→ **Tarea 1**
¿Puedes transcribir tal cual todo lo que va desde "La cuestión tiene" hasta "trozo de tarta." en el texto sobre la financiación de la Administración?
→ **Tarea 2**
¿Podrías prolongar el texto sobre la financiación de la Administración a partir de su última oración?

La cuestión tiene una trascendencia relevante, puesto que estamos hablando de la financiación ordinaria de los gastos corrientes de funcionamiento del sistema territorial de administración. No estamos tratando de un gasto extraordinario como serían las necesidades de protección social generadas por una crisis económica transitoria, tampoco de financiar un proyecto específico cuyos efectos se van a dilatar a lo largo de muchos años, o una particular obra pública, o una reforma de estructuras. No, estamos hablando de financiar el coste diario y corriente de la Administración. Y estamos admitiendo que ese coste corriente va a ser superior a los ingresos de que disfruta el propio sistema, de manera que sólo podremos soportarlo mediante el déficit público: el Estado se endeudará sistemáticamente para que todas las comunidades autónomas puedan exhibir triunfantes su trozo de tarta.

[Registros de datos]
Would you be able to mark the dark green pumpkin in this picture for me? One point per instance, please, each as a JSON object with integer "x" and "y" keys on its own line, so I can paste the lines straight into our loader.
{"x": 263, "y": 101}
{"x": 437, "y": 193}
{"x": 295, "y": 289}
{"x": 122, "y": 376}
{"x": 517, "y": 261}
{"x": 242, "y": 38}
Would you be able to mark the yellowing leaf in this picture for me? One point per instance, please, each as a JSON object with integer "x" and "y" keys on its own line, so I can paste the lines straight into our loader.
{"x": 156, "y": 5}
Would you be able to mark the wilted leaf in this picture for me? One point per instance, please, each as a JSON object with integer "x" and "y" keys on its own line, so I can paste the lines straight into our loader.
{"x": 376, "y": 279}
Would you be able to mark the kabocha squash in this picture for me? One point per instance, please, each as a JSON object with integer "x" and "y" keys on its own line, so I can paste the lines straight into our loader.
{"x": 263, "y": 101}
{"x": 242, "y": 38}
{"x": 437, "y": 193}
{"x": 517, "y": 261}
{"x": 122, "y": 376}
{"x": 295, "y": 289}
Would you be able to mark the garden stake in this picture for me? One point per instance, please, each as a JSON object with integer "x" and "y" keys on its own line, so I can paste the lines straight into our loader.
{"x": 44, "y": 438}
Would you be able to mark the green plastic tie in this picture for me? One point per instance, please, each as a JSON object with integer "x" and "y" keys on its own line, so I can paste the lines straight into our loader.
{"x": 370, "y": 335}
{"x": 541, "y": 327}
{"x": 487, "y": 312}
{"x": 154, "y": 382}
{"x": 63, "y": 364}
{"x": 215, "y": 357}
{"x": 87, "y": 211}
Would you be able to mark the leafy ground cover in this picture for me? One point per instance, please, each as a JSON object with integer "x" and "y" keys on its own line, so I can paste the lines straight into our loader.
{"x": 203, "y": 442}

→ **Respuesta 1**
La cuestión tiene una trascendencia relevante, puesto que estamos hablando de la financiación ordinaria de los gastos corrientes de funcionamiento del sistema territorial de administración. No estamos tratando de un gasto extraordinario como serían las necesidades de protección social generadas por una crisis económica transitoria, tampoco de financiar un proyecto específico cuyos efectos se van a dilatar a lo largo de muchos años, o una particular obra pública, o una reforma de estructuras. No, estamos hablando de financiar el coste diario y corriente de la Administración. Y estamos admitiendo que ese coste corriente va a ser superior a los ingresos de que disfruta el propio sistema, de manera que sólo podremos soportarlo mediante el déficit público: el Estado se endeudará sistemáticamente para que todas las comunidades autónomas puedan exhibir triunfantes su trozo de tarta.

→ **Respuesta 2**
Esto es tanto como admitir que el Estado (tomado en su conjunto) es incapaz de atender sus propias necesidades y que sólo puede hacerlo tomando prestado del futuro y dejando a los españoles de mañana la factura consiguiente. O, lo que es lo mismo, que nos hemos construido una casa muy agradable pero que está por encima de nuestras posibilidades. Lo cual es terrible, si bien se mira. Toda la prédica actual sobre la necesidad de mejorar la eficiencia del sistema económico español, de aumentar la productividad de sus elementos, se convierte de golpe en pura cháchara que el mismo Gobierno se encarga de tirar al cubo de la basura retórica, cuando diseña un sistema que es por sí mismo contrario a las leyes mismas de la racionalidad económica: gastar más de lo que se posee.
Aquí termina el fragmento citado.